-- Exercise requirements --
Return each line exactly as written. Begin with the first line of the entries and end with the line that has "Records indicate the person standing".

Free-text object descriptions
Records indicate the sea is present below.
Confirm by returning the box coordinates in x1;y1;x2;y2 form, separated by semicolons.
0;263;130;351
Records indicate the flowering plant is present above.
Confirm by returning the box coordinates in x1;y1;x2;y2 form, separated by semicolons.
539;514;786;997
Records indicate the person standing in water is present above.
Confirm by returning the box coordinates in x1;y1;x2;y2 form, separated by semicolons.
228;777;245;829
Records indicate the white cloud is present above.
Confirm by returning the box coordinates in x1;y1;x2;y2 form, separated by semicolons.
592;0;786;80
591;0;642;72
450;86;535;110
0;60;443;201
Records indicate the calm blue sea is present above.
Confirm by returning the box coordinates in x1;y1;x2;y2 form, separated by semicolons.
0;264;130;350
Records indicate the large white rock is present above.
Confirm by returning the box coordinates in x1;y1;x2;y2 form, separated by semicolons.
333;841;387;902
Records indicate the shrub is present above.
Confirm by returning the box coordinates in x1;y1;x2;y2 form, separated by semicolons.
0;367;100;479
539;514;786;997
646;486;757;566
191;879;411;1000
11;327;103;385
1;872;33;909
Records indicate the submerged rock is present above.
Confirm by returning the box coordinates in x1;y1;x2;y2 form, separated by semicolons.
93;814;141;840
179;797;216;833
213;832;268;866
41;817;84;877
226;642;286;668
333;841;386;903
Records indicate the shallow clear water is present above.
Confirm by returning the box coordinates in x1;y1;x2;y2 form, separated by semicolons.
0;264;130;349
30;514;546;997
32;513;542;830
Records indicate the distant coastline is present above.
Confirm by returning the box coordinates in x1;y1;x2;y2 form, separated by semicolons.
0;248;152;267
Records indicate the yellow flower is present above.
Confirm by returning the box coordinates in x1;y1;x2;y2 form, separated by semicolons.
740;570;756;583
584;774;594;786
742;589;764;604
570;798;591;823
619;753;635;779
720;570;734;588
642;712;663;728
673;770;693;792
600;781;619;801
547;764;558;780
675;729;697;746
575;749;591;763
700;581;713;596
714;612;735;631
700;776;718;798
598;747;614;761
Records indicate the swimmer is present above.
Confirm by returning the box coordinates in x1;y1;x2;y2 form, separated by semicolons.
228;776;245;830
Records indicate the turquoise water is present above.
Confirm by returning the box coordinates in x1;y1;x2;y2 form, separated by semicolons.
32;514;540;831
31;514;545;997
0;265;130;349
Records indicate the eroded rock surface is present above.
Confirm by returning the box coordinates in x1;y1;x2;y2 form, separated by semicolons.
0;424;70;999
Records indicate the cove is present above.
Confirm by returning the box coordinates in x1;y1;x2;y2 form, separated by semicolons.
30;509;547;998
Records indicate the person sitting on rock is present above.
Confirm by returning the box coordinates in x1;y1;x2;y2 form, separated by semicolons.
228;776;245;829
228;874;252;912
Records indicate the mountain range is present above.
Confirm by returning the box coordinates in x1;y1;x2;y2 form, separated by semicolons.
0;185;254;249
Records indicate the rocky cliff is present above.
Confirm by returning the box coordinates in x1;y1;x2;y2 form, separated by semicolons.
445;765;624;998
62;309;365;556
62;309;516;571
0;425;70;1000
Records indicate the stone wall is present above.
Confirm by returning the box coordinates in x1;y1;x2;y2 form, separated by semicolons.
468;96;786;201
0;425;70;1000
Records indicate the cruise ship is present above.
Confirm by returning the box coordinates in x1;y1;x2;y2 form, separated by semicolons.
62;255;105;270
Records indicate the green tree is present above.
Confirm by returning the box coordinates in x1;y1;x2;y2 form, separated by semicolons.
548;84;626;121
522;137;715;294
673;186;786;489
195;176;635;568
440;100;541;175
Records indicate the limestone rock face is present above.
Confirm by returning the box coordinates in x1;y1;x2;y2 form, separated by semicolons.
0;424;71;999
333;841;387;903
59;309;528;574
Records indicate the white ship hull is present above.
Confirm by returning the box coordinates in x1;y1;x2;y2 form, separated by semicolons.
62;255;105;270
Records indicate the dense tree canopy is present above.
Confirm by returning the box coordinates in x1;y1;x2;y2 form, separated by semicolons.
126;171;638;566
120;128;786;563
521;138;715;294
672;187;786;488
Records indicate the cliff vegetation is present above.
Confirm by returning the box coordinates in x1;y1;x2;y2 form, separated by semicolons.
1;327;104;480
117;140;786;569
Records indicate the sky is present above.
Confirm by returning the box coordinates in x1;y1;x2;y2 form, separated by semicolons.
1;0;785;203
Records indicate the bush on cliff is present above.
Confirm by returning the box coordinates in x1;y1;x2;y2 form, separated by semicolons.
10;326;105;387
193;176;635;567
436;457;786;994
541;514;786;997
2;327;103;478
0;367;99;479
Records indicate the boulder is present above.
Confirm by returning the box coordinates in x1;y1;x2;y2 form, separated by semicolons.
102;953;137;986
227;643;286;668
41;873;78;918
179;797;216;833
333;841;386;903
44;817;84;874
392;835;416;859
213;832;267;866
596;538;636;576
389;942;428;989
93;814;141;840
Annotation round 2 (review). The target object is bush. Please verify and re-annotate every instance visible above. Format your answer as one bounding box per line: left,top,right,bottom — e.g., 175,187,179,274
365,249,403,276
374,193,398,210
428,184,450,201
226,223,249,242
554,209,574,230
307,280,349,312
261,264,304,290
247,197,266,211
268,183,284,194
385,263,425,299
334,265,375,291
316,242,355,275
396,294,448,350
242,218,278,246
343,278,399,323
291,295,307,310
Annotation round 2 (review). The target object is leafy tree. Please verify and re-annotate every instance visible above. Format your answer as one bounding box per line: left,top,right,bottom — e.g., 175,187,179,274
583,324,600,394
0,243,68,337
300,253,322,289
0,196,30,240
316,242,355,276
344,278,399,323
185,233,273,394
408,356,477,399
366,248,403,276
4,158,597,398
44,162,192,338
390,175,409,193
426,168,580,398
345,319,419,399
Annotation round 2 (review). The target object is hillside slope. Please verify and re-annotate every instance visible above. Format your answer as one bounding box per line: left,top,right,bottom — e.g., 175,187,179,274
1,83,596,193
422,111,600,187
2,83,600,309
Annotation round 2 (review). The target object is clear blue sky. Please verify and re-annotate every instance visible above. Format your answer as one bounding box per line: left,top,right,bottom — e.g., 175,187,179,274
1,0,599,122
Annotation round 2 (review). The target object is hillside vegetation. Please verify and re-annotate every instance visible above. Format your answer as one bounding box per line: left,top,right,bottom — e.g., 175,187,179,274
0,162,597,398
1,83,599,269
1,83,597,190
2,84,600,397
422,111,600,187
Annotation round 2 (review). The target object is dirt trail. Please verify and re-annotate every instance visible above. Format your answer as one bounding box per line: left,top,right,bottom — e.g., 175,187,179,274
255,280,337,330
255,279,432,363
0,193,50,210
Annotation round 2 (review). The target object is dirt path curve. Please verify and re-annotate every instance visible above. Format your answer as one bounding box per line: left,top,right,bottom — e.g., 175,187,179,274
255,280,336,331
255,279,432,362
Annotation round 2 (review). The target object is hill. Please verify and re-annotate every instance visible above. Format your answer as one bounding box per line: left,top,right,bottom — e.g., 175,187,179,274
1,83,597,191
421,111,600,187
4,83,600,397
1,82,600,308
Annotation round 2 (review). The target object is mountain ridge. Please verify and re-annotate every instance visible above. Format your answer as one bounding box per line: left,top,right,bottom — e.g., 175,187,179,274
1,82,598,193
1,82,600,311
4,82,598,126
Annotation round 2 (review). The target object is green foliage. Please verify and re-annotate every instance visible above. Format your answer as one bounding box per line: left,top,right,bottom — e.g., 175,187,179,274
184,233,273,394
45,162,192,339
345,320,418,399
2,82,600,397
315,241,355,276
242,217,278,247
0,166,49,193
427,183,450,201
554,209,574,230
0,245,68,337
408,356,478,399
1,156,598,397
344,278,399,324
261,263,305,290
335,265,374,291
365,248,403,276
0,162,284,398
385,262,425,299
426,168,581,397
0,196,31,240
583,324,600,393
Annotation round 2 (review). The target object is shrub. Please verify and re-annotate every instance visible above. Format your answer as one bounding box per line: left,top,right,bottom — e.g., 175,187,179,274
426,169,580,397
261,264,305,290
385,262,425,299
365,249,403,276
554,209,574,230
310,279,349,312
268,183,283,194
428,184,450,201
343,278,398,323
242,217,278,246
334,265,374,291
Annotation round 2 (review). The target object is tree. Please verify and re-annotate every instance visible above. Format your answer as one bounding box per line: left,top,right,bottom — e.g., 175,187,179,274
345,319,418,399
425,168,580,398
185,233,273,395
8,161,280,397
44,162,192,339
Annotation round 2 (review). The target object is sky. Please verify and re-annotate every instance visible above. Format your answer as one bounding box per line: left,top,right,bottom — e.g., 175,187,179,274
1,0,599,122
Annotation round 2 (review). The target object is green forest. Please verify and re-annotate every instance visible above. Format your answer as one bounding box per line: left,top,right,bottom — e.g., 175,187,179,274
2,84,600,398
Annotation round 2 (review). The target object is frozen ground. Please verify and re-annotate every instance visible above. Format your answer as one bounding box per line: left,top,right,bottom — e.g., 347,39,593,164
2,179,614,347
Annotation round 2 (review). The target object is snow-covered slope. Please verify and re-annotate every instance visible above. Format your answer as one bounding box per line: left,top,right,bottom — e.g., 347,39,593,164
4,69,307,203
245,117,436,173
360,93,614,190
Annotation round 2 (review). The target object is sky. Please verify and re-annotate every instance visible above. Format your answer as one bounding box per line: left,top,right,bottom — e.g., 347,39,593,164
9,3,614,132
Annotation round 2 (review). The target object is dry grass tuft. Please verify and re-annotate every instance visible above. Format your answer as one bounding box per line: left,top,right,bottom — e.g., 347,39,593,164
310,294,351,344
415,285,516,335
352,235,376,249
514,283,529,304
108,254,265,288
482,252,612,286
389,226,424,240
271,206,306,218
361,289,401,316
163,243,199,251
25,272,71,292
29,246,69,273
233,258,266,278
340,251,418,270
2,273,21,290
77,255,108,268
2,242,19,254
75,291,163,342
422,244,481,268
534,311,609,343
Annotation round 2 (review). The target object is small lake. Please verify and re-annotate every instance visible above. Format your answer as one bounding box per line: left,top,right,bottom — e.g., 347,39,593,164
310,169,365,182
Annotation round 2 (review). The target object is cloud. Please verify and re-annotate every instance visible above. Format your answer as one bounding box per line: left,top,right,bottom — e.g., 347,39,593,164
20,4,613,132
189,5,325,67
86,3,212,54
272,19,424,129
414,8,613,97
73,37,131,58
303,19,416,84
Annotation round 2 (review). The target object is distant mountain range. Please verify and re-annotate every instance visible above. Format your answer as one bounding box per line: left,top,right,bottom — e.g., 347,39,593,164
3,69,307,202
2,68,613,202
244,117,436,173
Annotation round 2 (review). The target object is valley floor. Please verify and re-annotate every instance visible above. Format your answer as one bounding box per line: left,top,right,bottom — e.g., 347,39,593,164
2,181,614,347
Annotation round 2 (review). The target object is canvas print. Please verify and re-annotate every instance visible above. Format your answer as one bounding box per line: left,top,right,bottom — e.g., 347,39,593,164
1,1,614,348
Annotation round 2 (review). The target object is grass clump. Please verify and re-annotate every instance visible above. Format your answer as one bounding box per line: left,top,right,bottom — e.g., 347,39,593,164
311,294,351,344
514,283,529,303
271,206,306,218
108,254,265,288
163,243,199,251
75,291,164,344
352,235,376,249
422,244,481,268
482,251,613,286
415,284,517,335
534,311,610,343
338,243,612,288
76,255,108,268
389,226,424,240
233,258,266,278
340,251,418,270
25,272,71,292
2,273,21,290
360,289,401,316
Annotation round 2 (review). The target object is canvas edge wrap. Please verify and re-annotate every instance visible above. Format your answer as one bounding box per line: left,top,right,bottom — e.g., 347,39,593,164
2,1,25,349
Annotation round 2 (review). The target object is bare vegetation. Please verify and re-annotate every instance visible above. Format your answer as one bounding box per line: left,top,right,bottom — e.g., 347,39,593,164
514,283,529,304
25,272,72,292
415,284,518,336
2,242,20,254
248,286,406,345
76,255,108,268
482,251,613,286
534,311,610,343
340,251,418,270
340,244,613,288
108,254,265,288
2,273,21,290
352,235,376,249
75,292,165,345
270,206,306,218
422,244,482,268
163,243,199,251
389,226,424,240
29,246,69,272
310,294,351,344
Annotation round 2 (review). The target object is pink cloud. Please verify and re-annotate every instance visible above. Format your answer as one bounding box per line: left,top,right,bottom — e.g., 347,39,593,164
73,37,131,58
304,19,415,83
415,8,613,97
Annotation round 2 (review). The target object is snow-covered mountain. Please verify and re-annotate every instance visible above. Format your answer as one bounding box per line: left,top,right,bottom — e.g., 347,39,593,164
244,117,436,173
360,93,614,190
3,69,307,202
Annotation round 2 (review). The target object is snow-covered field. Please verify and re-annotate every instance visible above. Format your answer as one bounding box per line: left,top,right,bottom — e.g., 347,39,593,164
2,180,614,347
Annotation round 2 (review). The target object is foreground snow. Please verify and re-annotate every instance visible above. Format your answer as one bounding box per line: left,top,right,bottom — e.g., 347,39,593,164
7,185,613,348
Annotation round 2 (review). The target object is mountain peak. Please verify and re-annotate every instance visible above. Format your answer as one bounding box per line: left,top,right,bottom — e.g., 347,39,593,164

-- Response box --
Records indicate the sea is present below.
Confirm by returning the box coordinates in x1;y1;x2;y2 form, separated by semicolons.
0;263;130;351
Records indicate the flowering plant is present above.
Confirm by returning the box coordinates in x1;y1;x2;y2 form, separated by semicolons.
539;514;786;997
Records indicate the person standing in water is present above.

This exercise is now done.